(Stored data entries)
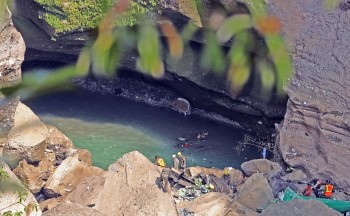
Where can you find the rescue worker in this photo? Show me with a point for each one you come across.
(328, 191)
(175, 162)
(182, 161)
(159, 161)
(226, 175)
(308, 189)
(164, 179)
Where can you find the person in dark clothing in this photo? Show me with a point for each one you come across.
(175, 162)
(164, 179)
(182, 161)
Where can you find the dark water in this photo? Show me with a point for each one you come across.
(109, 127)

==

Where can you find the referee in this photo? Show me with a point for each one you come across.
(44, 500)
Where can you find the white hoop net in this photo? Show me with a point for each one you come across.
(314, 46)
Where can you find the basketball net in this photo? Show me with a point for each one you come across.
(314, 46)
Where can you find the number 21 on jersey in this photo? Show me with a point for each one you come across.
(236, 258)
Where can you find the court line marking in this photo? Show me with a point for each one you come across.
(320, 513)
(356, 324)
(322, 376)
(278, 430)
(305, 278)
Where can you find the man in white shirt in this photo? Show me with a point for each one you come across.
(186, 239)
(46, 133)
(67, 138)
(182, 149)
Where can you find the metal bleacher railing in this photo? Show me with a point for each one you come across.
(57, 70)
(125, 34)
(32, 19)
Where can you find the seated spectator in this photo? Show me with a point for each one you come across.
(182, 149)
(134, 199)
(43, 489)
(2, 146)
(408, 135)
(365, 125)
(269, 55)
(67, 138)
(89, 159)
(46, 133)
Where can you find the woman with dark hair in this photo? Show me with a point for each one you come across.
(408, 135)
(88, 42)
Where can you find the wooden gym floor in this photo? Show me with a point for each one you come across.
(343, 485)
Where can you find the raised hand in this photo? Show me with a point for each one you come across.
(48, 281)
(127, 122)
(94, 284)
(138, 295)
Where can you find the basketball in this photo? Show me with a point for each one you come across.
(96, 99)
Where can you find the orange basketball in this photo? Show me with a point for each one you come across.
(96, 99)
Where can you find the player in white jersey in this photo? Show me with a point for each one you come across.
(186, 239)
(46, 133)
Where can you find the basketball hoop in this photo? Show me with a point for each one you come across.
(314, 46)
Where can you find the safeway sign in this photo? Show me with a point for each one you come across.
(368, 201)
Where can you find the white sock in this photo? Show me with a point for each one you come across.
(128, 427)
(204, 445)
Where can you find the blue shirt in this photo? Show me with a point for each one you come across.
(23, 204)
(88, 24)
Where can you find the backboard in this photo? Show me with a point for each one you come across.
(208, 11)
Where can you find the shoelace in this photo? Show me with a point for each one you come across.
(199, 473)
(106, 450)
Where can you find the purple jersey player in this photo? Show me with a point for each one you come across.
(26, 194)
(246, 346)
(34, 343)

...

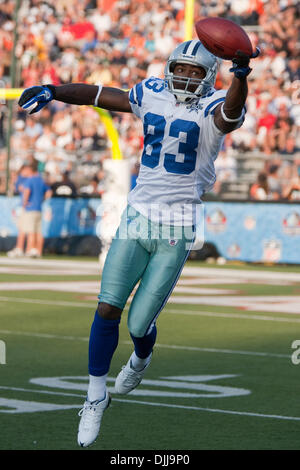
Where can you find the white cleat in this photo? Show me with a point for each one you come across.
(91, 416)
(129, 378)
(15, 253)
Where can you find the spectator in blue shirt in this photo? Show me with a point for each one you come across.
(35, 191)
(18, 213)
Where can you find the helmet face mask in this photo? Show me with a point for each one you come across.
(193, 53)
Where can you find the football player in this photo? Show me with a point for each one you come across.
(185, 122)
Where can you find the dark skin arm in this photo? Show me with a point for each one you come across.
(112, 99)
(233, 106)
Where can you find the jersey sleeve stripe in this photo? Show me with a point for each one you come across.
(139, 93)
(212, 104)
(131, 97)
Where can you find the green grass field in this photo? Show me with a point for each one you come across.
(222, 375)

> **Exercise**
Find every line in the records that contains the string "spectator" and copy each such line.

> **Expected output**
Where can you find the seated spectator in this photo? Show me with a point for each one you come across.
Where can you find the spectator in blue shirt in this photo? Show me with a point for each one you come across.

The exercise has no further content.